╔══

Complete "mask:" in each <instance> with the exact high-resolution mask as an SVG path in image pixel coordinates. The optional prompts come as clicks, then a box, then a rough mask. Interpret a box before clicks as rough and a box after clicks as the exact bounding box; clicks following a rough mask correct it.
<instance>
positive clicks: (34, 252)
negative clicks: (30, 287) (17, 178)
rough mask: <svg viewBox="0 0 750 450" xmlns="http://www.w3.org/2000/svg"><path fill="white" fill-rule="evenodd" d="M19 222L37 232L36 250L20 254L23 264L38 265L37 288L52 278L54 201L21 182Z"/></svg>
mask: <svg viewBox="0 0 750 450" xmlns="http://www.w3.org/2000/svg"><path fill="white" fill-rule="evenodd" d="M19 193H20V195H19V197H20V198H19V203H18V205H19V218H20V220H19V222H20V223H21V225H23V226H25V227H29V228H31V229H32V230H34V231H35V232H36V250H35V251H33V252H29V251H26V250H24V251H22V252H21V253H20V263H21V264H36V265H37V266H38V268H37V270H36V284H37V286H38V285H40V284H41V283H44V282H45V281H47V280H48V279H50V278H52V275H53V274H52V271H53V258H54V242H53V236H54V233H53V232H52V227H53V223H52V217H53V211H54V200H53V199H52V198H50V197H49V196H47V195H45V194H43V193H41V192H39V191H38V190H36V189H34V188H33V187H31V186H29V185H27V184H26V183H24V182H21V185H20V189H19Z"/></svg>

╚══

● Brief: Can you return every line of the items above unchanged?

● The answer:
Complete "mask:" in each <instance> with the exact high-resolution mask as an SVG path in image pixel coordinates. The optional prompts come as clicks, then a box, then a rough mask. Interpret a box before clicks as rough and a box after clicks as the exact bounding box; clicks following a rough mask correct it.
<instance>
positive clicks: (34, 252)
negative clicks: (30, 287) (17, 178)
rough mask: <svg viewBox="0 0 750 450" xmlns="http://www.w3.org/2000/svg"><path fill="white" fill-rule="evenodd" d="M19 222L37 232L36 250L20 254L23 264L38 265L37 288L52 278L54 201L21 182Z"/></svg>
mask: <svg viewBox="0 0 750 450" xmlns="http://www.w3.org/2000/svg"><path fill="white" fill-rule="evenodd" d="M19 193H20V195H19V197H20V198H19V203H18V205H19V218H20V220H19V222H20V223H21V225H23V226H25V227H29V228H31V229H32V230H34V231H35V232H36V250H35V251H33V252H29V251H26V250H24V251H22V252H21V253H20V263H21V264H36V265H37V266H38V268H37V270H36V284H37V286H38V285H40V284H41V283H44V282H45V281H47V280H48V279H50V278H52V275H53V274H52V271H53V258H54V242H53V236H54V233H53V232H52V227H53V223H52V217H53V211H54V200H53V199H52V198H50V197H49V196H47V195H45V194H43V193H41V192H39V191H38V190H36V189H34V188H33V187H31V186H29V185H27V184H26V183H24V182H21V185H20V189H19Z"/></svg>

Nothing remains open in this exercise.